# EXERCISE PASSAGE
........
Dudleya saxosa subsp. saxosa is a species of succulent perennial plant endemic only to the western Panamint Range of California. It is known commonly as the Panamint liveforever or Panamint dudleya. It is found on north-facing, granitic or limestone slopes and grows up to 20 cm wide. It is characterized by bright yellow, red tinged flowers, which bloom from May to June.

== Description ==
This species grows from basal rosettes which emerge from a caudex. The caudex is 1 to 1.5 cm in diameter. There are 1 to 4 rosettes per plant, which can be 6 to 20 cm wide. The leaves are 3 to 9 cm long, 3 to 15 mm wide, and 1.5 to 3 mm thick, with the base 5 to 15 mm wide.

The inflorescence emerges from a peduncle 5 to 20 cm tall, and 2 to 4 mm wide. The lower internodes are generally greater than 5 mm apart. There are 3 first degree branches, with the terminal branches (cincinni) not wavy, the terminal branches 1 to 4 cm long, 2 to 9 flowered. The pedicels are 5 to 10 mm long. The flower has petals that are 9 to 12 mm long, colored bright yellow, and generally tinged with red.

== Taxonomy ==
This species was described as Cotyledon saxosum by Marcus E. Jones, based on a plant he found growing in Panamint Canyon in 1897. In their revision of North American Crassulaceae, Nathaniel Lord Britton and Joseph Nelson Rose placed this species as Dudleya saxosa. It was reduced to an autonym, Dudleya saxosa subsp. saxosa with Reid Moran's subsequent changes to the taxonomy of Dudleya.

The plant is a well-isolated polyploid compared to the other subspecies of Dudleya saxosa, differing in its smaller size. It has a chromosome number of 2n = 136 and 2n = 170.

== Distribution and habitat ==
This species is found growing on north-facing, granitic or limestone cliffs and rocky slopes. It is found only in the western Panamint Mountains of California.
........
# REQUIREMENT
Copy out the full text about the Panamint liveforever word for word. The entries that follow were taken from a different source than the text.

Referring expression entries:
........
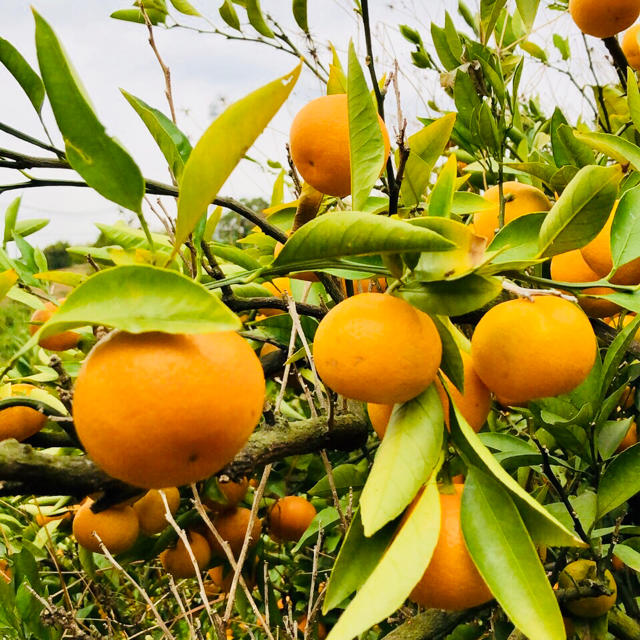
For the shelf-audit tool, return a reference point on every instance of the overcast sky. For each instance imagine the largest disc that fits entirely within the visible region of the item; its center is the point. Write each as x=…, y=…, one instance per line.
x=208, y=69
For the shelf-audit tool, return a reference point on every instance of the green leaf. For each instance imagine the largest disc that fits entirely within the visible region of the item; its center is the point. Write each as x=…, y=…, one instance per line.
x=254, y=13
x=10, y=217
x=405, y=459
x=185, y=7
x=625, y=229
x=136, y=15
x=425, y=147
x=441, y=198
x=366, y=145
x=620, y=480
x=543, y=527
x=453, y=298
x=527, y=10
x=7, y=279
x=222, y=146
x=628, y=555
x=101, y=161
x=142, y=298
x=299, y=8
x=562, y=45
x=633, y=98
x=21, y=70
x=506, y=557
x=228, y=14
x=174, y=145
x=615, y=147
x=581, y=211
x=353, y=233
x=398, y=571
x=356, y=560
........
# RESULT OF THE TASK
Dudleya saxosa subsp. saxosa is a species of succulent perennial plant endemic only to the western Panamint Range of California. It is known commonly as the Panamint liveforever or Panamint dudleya. It is found on north-facing, granitic or limestone slopes and grows up to 20 cm wide. It is characterized by bright yellow, red tinged flowers, which bloom from May to June.

== Description ==
This species grows from basal rosettes which emerge from a caudex. The caudex is 1 to 1.5 cm in diameter. There are 1 to 4 rosettes per plant, which can be 6 to 20 cm wide. The leaves are 3 to 9 cm long, 3 to 15 mm wide, and 1.5 to 3 mm thick, with the base 5 to 15 mm wide.

The inflorescence emerges from a peduncle 5 to 20 cm tall, and 2 to 4 mm wide. The lower internodes are generally greater than 5 mm apart. There are 3 first degree branches, with the terminal branches (cincinni) not wavy, the terminal branches 1 to 4 cm long, 2 to 9 flowered. The pedicels are 5 to 10 mm long. The flower has petals that are 9 to 12 mm long, colored bright yellow, and generally tinged with red.

== Taxonomy ==
This species was described as Cotyledon saxosum by Marcus E. Jones, based on a plant he found growing in Panamint Canyon in 1897. In their revision of North American Crassulaceae, Nathaniel Lord Britton and Joseph Nelson Rose placed this species as Dudleya saxosa. It was reduced to an autonym, Dudleya saxosa subsp. saxosa with Reid Moran's subsequent changes to the taxonomy of Dudleya.

The plant is a well-isolated polyploid compared to the other subspecies of Dudleya saxosa, differing in its smaller size. It has a chromosome number of 2n = 136 and 2n = 170.

== Distribution and habitat ==
This species is found growing on north-facing, granitic or limestone cliffs and rocky slopes. It is found only in the western Panamint Mountains of California.